## Set problem
Shift each coordinate in the answers by adding 102 to every number. Then write out again every line from the start of the records through the line containing "(623, 1210)", with the requests included.

[Dataset rows on where objects appear]
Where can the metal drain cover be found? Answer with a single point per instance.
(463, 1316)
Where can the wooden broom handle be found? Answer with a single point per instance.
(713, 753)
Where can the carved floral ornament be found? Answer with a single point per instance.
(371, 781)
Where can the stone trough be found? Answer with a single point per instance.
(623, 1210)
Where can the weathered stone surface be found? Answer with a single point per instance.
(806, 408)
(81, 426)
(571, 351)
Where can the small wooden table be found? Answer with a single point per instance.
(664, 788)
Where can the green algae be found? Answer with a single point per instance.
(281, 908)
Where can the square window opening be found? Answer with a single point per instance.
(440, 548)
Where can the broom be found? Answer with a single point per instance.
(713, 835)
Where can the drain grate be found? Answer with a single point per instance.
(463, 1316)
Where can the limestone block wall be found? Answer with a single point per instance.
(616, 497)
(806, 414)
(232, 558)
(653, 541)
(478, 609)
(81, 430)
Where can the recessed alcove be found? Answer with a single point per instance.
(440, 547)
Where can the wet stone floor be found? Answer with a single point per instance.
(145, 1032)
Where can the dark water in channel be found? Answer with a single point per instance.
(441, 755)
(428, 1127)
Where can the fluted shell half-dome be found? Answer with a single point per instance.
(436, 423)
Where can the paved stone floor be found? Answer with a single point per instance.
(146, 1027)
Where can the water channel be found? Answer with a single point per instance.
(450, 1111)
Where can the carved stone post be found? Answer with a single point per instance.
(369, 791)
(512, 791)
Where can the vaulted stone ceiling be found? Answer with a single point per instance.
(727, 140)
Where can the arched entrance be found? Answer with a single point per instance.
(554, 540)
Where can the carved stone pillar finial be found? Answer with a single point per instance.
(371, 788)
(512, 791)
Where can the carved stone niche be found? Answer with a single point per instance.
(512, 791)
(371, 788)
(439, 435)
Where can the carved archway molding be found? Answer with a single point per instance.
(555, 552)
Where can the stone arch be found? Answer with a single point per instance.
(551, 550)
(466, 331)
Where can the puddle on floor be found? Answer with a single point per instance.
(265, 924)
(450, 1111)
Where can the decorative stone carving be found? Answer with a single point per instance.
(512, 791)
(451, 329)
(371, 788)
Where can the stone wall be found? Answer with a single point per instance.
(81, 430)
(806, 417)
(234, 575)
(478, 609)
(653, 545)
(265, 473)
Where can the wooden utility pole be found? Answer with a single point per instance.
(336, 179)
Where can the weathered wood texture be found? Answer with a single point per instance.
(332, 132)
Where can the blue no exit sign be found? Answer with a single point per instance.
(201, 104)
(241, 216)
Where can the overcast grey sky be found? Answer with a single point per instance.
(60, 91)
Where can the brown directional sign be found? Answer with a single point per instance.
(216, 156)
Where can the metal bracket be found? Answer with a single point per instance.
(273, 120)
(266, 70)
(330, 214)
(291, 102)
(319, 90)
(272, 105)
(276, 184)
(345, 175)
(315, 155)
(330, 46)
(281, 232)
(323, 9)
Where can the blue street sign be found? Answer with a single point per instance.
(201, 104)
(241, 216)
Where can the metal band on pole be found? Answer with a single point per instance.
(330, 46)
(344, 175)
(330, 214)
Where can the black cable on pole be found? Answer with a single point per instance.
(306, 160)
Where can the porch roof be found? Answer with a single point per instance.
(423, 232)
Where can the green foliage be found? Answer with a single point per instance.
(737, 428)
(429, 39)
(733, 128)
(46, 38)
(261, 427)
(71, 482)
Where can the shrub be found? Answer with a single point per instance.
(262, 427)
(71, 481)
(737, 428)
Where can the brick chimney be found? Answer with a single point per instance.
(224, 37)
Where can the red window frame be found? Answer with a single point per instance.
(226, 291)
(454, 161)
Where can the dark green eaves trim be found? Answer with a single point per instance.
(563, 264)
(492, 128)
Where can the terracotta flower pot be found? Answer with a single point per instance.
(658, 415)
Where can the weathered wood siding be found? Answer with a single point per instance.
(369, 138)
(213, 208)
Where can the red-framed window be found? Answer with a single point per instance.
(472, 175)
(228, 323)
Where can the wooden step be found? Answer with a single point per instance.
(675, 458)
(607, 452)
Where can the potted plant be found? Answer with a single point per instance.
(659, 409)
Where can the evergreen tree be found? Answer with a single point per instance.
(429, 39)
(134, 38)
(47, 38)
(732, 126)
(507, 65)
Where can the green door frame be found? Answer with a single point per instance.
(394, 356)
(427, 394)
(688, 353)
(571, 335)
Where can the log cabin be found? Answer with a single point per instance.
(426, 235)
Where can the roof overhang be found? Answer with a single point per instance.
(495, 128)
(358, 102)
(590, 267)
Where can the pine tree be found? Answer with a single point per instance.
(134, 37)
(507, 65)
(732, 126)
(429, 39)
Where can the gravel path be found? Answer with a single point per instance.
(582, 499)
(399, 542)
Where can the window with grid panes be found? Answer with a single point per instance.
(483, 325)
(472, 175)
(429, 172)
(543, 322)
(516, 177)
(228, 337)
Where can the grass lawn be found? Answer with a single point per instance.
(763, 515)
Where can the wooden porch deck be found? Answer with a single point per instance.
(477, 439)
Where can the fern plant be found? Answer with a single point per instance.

## Task solution
Where can the metal drain cover be found? Answer with a single point per instance.
(565, 1418)
Where can the wooden broom handle be found? Answer with a single point per instance.
(815, 855)
Where can the carved floral ornament be found? Answer with a single point per instance.
(473, 883)
Where can the stone trough be found? Answer with a single point per instance.
(725, 1312)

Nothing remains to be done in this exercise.